> _Provided data_

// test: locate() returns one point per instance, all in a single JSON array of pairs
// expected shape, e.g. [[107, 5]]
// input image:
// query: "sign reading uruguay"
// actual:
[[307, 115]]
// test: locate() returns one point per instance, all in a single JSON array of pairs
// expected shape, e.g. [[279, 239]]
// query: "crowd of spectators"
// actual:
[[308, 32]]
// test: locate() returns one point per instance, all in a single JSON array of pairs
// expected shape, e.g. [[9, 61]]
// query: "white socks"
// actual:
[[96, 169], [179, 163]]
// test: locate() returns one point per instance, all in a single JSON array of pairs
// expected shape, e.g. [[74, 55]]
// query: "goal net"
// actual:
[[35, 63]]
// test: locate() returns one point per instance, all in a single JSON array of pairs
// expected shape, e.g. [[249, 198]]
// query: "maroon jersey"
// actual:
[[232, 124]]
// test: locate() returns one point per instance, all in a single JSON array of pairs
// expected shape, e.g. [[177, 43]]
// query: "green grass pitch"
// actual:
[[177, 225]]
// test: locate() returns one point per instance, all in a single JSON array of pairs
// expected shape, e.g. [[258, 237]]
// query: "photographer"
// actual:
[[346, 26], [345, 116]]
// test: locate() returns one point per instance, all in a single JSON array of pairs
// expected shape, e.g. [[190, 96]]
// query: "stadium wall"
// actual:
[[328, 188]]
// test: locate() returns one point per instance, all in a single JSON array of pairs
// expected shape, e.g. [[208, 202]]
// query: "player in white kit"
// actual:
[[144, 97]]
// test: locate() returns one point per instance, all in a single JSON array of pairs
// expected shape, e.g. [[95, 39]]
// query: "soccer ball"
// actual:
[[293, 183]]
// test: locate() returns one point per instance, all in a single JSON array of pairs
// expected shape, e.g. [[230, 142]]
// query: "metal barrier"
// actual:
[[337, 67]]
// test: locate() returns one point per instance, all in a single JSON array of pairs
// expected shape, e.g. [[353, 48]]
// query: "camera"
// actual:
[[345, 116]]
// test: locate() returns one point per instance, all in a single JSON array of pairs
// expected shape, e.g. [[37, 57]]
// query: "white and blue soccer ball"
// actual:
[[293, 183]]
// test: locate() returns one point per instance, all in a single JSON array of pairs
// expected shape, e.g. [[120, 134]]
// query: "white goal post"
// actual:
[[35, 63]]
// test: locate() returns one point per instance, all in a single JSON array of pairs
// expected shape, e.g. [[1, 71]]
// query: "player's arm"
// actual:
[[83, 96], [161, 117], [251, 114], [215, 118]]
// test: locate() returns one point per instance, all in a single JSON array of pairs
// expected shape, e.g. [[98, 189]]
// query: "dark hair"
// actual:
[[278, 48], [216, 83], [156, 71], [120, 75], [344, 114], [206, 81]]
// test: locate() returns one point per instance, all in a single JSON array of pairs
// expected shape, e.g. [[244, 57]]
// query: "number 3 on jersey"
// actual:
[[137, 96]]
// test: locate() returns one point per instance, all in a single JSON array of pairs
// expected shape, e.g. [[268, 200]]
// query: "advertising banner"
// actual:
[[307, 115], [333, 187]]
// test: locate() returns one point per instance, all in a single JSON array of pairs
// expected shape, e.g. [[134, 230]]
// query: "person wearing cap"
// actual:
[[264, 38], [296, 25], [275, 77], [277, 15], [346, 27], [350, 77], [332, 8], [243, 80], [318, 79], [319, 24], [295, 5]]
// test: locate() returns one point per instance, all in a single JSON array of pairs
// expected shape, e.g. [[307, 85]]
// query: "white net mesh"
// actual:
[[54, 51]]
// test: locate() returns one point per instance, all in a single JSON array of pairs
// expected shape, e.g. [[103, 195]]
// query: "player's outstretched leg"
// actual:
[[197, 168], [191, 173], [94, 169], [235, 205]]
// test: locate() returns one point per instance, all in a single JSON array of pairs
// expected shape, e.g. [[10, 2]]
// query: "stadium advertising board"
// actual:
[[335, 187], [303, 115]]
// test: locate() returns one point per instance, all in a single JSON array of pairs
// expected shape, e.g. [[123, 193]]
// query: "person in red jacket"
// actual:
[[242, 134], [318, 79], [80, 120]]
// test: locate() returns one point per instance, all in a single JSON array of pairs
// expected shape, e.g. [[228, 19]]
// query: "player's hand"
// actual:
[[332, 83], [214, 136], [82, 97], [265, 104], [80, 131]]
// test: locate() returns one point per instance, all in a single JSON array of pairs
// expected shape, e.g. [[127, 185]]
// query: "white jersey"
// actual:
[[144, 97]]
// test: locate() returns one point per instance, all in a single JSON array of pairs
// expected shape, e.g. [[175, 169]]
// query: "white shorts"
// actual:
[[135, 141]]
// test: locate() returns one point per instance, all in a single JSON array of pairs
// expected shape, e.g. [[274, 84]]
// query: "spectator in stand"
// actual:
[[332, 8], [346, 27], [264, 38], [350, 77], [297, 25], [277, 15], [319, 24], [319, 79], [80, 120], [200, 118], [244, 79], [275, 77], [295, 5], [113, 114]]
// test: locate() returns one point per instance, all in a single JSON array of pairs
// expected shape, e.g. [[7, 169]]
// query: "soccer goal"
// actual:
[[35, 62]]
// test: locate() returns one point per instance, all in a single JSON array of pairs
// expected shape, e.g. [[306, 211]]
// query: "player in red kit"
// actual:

> _What to do_
Check each line in the listing above for the string "player", then report how many lines contain it, with no other text.

> _Solution to the problem_
5